**Material provided:**

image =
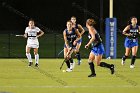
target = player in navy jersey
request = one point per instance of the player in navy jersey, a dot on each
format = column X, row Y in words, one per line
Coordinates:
column 32, row 33
column 97, row 49
column 131, row 41
column 71, row 37
column 81, row 30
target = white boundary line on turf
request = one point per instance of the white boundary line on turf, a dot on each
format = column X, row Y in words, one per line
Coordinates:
column 96, row 86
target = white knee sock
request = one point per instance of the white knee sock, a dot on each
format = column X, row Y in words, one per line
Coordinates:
column 29, row 57
column 36, row 58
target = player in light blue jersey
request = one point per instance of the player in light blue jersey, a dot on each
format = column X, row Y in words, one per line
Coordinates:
column 97, row 49
column 79, row 42
column 132, row 32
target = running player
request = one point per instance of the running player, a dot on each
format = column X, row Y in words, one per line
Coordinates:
column 32, row 33
column 97, row 49
column 71, row 37
column 131, row 41
column 81, row 30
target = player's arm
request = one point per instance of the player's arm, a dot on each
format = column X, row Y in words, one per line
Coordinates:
column 40, row 33
column 25, row 35
column 65, row 39
column 92, row 33
column 78, row 35
column 81, row 29
column 125, row 30
column 139, row 29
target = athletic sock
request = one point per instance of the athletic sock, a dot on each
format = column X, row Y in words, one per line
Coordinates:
column 91, row 65
column 133, row 60
column 78, row 56
column 36, row 58
column 124, row 57
column 29, row 57
column 68, row 63
column 71, row 60
column 103, row 64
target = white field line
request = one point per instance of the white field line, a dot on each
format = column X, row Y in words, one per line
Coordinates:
column 96, row 86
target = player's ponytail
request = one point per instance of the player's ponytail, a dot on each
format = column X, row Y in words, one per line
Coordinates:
column 129, row 21
column 90, row 22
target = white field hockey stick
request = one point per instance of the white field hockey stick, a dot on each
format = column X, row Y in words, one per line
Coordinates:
column 19, row 35
column 65, row 59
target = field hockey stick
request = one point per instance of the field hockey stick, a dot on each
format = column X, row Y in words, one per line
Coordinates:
column 19, row 35
column 65, row 59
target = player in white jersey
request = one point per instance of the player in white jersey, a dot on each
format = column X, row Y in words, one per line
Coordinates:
column 32, row 33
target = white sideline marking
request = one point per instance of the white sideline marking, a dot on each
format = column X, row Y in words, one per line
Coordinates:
column 125, row 86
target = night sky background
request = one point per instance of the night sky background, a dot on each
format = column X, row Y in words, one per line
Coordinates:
column 53, row 14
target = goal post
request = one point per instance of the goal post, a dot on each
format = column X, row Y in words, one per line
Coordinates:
column 111, row 34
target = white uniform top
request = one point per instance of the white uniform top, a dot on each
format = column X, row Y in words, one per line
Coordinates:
column 32, row 41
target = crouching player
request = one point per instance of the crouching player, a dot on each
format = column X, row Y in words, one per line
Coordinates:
column 32, row 41
column 71, row 36
column 97, row 49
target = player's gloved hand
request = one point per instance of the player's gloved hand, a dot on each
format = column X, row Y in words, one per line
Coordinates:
column 74, row 43
column 37, row 36
column 86, row 46
column 25, row 36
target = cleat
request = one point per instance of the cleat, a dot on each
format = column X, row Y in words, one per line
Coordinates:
column 92, row 75
column 123, row 62
column 112, row 69
column 132, row 66
column 30, row 64
column 68, row 70
column 36, row 65
column 72, row 65
column 79, row 62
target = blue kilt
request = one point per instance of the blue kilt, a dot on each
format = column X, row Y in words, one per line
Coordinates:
column 129, row 43
column 98, row 50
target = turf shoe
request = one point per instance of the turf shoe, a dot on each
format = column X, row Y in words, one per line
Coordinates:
column 92, row 75
column 72, row 65
column 132, row 66
column 68, row 70
column 30, row 64
column 123, row 62
column 112, row 69
column 79, row 62
column 36, row 65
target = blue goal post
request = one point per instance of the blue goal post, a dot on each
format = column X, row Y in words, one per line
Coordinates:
column 111, row 38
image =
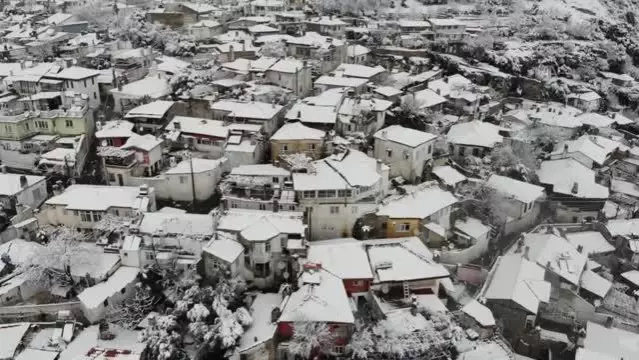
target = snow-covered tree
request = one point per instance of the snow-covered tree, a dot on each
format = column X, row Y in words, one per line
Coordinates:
column 309, row 337
column 132, row 311
column 276, row 49
column 65, row 250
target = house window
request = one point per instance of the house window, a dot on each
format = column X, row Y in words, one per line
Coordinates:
column 326, row 193
column 85, row 216
column 344, row 193
column 262, row 270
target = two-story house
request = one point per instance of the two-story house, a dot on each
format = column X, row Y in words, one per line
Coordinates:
column 339, row 189
column 82, row 206
column 405, row 151
column 296, row 138
column 259, row 187
column 410, row 213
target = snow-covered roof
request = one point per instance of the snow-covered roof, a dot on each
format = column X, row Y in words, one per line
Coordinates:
column 611, row 341
column 404, row 136
column 593, row 242
column 341, row 81
column 475, row 133
column 195, row 165
column 288, row 65
column 261, row 329
column 472, row 227
column 224, row 249
column 11, row 335
column 623, row 227
column 479, row 312
column 446, row 85
column 240, row 220
column 94, row 296
column 10, row 183
column 261, row 28
column 75, row 73
column 418, row 204
column 260, row 170
column 596, row 148
column 387, row 91
column 520, row 190
column 323, row 300
column 595, row 120
column 36, row 354
column 409, row 260
column 586, row 354
column 449, row 175
column 357, row 50
column 338, row 173
column 563, row 174
column 115, row 129
column 359, row 71
column 200, row 8
column 595, row 284
column 344, row 259
column 153, row 110
column 248, row 110
column 517, row 279
column 312, row 114
column 196, row 225
column 150, row 86
column 632, row 276
column 424, row 99
column 97, row 197
column 143, row 142
column 170, row 64
column 199, row 126
column 297, row 131
column 555, row 254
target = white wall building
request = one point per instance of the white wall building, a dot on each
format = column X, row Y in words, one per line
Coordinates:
column 405, row 151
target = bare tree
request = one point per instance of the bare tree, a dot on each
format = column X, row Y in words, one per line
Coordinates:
column 55, row 260
column 309, row 337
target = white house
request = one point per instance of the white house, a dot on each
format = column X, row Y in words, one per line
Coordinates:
column 474, row 138
column 81, row 80
column 223, row 254
column 81, row 206
column 519, row 197
column 21, row 190
column 405, row 151
column 95, row 300
column 341, row 188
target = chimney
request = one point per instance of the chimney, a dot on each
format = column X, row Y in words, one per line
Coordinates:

**Work order:** Using the records above, select and copy every line that has the word "shoe".

**Response box:**
target = turf shoe
request = one point per instance of the turf shoe, a dot on each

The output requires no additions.